-- start RECORDS TO PROCESS --

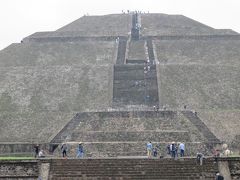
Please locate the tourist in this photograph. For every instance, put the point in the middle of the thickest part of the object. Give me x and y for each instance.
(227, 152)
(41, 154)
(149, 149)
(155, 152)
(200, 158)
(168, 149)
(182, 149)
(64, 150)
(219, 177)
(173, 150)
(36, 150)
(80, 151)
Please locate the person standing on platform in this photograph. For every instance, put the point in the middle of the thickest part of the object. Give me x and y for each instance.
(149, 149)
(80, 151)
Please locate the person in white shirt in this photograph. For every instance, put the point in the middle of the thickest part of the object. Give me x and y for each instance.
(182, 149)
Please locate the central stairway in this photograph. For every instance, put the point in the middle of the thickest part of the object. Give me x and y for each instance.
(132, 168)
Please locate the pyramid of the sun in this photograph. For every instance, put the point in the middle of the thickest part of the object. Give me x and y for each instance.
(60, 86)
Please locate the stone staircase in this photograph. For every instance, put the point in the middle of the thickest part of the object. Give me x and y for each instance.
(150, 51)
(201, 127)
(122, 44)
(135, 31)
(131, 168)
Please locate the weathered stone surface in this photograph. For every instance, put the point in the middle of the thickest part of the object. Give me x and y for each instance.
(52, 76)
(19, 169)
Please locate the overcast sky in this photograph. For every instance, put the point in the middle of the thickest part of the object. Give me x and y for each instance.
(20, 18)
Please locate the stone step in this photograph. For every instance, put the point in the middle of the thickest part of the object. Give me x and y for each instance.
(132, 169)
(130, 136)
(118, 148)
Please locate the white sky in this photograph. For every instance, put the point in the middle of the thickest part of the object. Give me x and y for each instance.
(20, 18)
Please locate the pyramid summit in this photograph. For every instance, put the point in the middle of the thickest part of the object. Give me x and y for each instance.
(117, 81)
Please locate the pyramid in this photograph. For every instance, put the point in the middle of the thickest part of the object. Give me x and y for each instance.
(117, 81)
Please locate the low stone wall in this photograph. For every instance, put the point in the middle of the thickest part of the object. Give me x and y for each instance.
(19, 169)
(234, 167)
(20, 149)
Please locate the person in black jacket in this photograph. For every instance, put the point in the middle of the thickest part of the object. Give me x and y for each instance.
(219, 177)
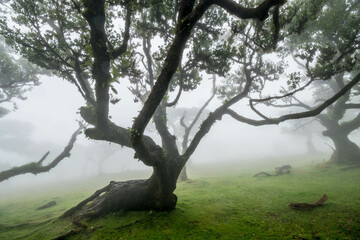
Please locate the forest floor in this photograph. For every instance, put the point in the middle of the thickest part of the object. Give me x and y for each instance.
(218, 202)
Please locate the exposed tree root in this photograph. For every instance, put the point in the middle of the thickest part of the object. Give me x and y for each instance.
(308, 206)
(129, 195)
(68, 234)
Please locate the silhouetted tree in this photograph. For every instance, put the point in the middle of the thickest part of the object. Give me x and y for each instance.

-- end RECORDS TO PROCESS --

### WORK TO COMPLETE
Rewrite every item above, changing "photograph" to "image" wherever it occurs and keeping everything else the same. Leave out the pictures.

### WRITTEN SOLUTION
Please locate the tourist in this image. For every instance, put the point in the middle of the thickest part of the object. Give me x and y for each instance.
(227, 152)
(41, 154)
(149, 149)
(155, 152)
(200, 158)
(168, 149)
(182, 149)
(64, 150)
(219, 177)
(173, 150)
(36, 150)
(80, 151)
Please locate the person standing on platform in this image. For every instance, put the point in the middle of the thickest part of the object. Give me x and y for each instance.
(149, 149)
(80, 151)
Please locate the person in white shirt in this image. For every instance, put the point in the middle of the thickest part of the object. Give me x and y for each instance.
(182, 149)
Please locate the central stairway in this image. For every instance, put the point in the middle of the thickest part of the object. Give me x and y for each instance.
(132, 168)
Please locate the pyramid of the sun in this image. For every instance, put the point in the middle of the thickest part of the object. Give me x and y for each instance.
(60, 86)
Please locate the stone staircase in this image. For every instance, put the point in the middle of the thickest part of the object. Give me x and y for each instance.
(150, 51)
(201, 127)
(122, 44)
(135, 31)
(131, 168)
Please locate the weathered stone surface in this image. For every instance, put the point in the middle of the thickest part of the object. Give me x and y for each instance.
(52, 76)
(19, 169)
Please locate the overcast sky in this image. For every instance, put the point in the middle of the thickest part of the object. Give me x and y for each instance.
(20, 18)
Please locate the stone step in this image. For every instance, put the point in the middle of the thickest part of the object. Give me x and y for each instance.
(132, 169)
(130, 136)
(118, 148)
Please locate the white sky in this image. For every instance, put the point in the middle of the thickest part of the object. Give me x and y for each instance.
(20, 18)
Please locate the pyramid summit in this image. For every instance, put the point in the middle of the thickest part of the object. Give me x and y for each instance.
(117, 81)
Please locate the pyramid in this image. For every instance, put the point in the middle of the thickest part of the object. Give me x and y for each instance.
(117, 81)
Please locate the low stone wall in this image. For every instance, put the point in the middle of the thickest part of the object. Give me x and y for each instance.
(19, 169)
(234, 167)
(20, 149)
Please locate the person in black jacket in this image. For every instance, put the point in the middle of the thickest part of the object. Give me x and y for each instance.
(219, 177)
Please locate the forest floor in this image. For every instance, put the point in the middle of the thickest part of the object. Give me x and y for each instance.
(218, 202)
Please locate the exposed tree root in this image. For every instance, put the point in the middle of the thickest part of the object. Give me x and y for each instance.
(308, 206)
(129, 195)
(68, 234)
Please locate the silhouetted tree in this image. For every instance, put the point in the middle of the thickest part of the object. Give me x and y for each instance.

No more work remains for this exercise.